### OBJECTIVE
Copy out the records from the line with "white mattress, locate" up to and including the line with "[[106, 101]]", swapping "rattan" for "wicker" and keeping everything else the same.

Pointing dataset excerpts
** Start **
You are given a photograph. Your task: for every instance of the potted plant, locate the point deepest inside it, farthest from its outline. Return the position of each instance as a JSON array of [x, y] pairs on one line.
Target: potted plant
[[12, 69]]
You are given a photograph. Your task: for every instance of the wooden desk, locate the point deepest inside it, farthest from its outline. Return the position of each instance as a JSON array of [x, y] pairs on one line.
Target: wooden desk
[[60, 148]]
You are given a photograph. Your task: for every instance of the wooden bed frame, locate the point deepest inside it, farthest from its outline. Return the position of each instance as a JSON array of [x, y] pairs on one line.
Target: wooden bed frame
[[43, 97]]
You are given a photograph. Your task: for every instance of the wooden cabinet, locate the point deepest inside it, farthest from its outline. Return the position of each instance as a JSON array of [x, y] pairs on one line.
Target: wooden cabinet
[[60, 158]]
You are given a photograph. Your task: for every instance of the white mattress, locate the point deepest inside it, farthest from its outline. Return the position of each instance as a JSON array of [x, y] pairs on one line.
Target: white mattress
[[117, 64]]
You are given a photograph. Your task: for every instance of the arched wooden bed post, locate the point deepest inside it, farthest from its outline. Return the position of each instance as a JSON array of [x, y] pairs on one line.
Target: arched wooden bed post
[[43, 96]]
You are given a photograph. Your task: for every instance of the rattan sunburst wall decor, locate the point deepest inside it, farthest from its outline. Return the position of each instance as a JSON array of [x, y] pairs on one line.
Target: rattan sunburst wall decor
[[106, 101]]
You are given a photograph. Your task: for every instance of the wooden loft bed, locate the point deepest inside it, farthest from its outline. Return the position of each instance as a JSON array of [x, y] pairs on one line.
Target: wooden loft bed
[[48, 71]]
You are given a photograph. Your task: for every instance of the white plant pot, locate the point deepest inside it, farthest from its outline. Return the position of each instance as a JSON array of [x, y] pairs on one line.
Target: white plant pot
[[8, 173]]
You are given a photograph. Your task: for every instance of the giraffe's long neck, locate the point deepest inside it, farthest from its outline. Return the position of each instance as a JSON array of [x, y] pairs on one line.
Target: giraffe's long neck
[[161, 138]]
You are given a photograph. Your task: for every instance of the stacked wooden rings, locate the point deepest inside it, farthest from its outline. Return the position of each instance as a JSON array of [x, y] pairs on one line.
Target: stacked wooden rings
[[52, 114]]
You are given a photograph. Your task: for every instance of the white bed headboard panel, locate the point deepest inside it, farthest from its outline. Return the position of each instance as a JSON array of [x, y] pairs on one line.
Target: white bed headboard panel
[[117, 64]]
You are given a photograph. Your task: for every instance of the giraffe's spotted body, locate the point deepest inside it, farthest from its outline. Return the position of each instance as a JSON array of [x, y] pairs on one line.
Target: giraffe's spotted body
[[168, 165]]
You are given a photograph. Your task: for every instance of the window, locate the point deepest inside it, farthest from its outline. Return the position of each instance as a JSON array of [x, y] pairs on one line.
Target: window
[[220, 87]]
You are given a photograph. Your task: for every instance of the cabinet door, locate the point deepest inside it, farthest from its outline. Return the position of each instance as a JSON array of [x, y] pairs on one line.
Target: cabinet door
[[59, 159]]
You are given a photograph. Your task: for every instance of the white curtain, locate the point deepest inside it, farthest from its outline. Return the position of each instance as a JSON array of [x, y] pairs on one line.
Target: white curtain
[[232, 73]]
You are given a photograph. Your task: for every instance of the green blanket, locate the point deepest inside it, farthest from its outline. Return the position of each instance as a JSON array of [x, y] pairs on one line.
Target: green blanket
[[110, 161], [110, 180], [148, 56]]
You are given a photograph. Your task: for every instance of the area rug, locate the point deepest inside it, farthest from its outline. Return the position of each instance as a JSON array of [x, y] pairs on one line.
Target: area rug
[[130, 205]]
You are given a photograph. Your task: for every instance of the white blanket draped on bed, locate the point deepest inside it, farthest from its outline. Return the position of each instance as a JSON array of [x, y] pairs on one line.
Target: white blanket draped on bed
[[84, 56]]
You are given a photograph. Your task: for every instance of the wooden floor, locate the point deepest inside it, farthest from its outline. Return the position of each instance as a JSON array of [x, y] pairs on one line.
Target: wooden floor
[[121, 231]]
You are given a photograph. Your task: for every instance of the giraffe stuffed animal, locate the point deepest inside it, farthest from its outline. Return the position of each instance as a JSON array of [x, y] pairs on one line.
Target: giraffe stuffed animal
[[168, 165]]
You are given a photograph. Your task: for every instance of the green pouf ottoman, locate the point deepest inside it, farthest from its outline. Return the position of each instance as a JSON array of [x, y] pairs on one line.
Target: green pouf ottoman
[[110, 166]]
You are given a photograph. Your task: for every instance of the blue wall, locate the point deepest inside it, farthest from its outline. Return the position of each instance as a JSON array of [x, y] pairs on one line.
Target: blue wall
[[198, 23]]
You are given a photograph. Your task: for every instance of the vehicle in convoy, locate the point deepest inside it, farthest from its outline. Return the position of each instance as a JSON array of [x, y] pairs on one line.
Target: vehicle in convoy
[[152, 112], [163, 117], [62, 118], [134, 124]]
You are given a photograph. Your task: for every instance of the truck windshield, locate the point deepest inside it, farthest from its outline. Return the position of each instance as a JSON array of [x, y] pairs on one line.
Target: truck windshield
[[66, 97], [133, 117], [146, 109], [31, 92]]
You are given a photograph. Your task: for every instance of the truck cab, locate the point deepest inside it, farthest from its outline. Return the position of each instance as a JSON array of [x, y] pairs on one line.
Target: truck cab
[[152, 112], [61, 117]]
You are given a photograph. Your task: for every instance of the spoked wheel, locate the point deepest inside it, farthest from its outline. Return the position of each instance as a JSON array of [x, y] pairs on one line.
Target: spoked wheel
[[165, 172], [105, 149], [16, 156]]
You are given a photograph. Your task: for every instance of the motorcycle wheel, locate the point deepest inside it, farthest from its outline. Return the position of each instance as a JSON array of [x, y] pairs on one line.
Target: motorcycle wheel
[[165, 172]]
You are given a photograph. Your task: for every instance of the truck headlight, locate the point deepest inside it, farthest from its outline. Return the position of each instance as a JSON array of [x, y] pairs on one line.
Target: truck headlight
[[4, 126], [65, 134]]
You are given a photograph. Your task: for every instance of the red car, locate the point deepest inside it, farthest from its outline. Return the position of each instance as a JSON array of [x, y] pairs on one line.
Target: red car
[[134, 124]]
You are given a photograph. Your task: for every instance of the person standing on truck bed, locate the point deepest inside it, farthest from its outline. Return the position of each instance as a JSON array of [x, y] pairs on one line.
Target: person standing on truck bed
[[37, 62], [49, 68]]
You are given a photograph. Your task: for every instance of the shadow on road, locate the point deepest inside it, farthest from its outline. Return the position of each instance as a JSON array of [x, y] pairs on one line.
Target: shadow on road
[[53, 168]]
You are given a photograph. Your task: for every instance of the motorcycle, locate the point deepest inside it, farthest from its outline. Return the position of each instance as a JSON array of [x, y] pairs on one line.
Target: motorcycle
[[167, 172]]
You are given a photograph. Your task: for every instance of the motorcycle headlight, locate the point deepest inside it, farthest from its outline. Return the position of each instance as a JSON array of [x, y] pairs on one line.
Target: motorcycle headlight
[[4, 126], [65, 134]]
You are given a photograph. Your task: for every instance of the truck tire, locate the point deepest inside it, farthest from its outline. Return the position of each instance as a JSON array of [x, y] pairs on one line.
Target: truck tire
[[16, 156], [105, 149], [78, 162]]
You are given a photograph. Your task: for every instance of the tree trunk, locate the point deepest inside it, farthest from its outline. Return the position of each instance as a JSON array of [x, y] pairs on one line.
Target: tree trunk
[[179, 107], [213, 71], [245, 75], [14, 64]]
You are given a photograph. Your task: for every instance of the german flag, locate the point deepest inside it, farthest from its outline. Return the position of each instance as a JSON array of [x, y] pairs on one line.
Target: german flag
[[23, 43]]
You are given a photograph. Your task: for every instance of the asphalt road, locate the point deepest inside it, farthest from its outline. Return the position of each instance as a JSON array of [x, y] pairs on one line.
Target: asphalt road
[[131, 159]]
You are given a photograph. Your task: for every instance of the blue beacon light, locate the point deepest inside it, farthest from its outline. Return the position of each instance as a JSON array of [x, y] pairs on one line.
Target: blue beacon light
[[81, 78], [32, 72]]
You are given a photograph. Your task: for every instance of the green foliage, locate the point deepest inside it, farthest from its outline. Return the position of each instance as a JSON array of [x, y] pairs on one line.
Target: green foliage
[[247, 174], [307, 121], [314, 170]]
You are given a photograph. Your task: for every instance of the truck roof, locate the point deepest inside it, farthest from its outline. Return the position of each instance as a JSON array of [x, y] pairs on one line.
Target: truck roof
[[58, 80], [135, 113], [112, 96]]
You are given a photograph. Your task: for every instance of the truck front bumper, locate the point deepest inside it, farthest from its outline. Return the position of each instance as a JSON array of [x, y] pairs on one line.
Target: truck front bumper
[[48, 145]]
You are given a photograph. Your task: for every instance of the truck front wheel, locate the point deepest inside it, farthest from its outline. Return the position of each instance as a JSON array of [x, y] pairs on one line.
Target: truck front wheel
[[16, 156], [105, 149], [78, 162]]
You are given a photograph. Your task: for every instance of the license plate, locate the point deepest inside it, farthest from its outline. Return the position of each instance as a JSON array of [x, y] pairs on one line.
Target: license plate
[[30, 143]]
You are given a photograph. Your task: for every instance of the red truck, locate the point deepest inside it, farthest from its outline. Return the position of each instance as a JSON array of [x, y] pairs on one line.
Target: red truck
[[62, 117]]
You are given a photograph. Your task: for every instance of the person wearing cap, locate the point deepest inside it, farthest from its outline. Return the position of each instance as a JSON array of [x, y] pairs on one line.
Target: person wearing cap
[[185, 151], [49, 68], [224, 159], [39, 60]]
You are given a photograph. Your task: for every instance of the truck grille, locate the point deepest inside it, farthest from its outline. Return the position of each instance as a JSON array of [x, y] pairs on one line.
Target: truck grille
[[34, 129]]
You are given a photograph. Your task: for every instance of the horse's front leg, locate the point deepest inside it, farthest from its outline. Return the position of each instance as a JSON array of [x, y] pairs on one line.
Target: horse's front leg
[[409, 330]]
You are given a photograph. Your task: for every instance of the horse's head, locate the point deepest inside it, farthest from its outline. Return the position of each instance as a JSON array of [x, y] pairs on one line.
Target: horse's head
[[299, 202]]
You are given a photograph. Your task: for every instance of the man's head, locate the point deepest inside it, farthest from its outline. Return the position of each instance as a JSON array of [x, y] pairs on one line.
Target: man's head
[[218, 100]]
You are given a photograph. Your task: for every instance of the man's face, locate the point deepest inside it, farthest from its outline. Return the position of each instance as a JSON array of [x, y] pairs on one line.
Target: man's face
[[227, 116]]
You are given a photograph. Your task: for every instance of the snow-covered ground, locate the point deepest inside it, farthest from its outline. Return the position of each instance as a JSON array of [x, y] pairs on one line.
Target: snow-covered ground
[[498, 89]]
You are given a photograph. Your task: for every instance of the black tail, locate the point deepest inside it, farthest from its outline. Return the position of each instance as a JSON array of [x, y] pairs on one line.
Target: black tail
** End **
### EXERCISE ANSWER
You are given a photograph. Your task: for every instance of the white mattress, locate the point deepest inside it, farthest from its outline. Return the position of each instance as a JSON array of [x, y] pairs on one line.
Target: white mattress
[[117, 64]]
You are given a photograph. Your task: for every instance of the arched wooden bed post, locate the point deepest inside it, farthest from its outline. Return the position of each instance as a JSON array of [x, y] pairs on one line.
Target: arched wooden bed post
[[43, 96]]
You are given a photograph. Your task: for every instance of the wicker sunburst wall decor, locate the point deepest inside it, farthest from its outline. Return the position of each instance as a JSON array of [x, y] pairs on one line.
Target: wicker sunburst wall decor
[[106, 101]]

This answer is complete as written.